For each line of the data below that holds "woman", copy the line.

— Stored data entries —
Segment Open

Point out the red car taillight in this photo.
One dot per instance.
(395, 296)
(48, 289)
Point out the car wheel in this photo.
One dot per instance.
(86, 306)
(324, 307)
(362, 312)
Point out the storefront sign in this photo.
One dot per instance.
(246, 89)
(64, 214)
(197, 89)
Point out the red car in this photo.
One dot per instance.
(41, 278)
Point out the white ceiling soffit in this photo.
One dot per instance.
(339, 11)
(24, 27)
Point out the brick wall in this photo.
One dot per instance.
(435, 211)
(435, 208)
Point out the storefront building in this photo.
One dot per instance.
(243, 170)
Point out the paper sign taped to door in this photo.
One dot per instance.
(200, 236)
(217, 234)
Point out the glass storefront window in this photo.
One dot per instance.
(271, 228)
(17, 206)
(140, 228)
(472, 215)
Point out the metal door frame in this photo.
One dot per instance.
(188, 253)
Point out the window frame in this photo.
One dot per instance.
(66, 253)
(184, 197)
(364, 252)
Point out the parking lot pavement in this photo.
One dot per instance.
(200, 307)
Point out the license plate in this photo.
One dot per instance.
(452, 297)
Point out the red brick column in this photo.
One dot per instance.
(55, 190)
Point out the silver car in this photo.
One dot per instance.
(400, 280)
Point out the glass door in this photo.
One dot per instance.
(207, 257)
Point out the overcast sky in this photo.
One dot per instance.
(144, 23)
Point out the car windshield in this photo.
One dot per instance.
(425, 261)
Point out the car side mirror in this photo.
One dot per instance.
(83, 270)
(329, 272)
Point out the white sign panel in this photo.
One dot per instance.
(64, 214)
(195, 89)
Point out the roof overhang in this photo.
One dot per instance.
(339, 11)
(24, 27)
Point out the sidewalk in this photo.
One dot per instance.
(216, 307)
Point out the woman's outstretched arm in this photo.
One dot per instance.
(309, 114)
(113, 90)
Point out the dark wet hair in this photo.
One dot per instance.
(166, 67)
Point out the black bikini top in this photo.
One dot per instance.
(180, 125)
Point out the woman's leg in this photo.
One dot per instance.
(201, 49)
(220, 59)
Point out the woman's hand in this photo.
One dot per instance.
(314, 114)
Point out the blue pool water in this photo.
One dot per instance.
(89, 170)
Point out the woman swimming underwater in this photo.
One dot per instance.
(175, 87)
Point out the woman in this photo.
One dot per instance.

Segment Closed

— Output for this exercise —
Point out the woman's outstretched arm in this photo.
Point out the woman's leg in this photo.
Point out the woman's hand in this photo.
Point out the woman swimming underwater in this photo.
Point out the woman in this photo.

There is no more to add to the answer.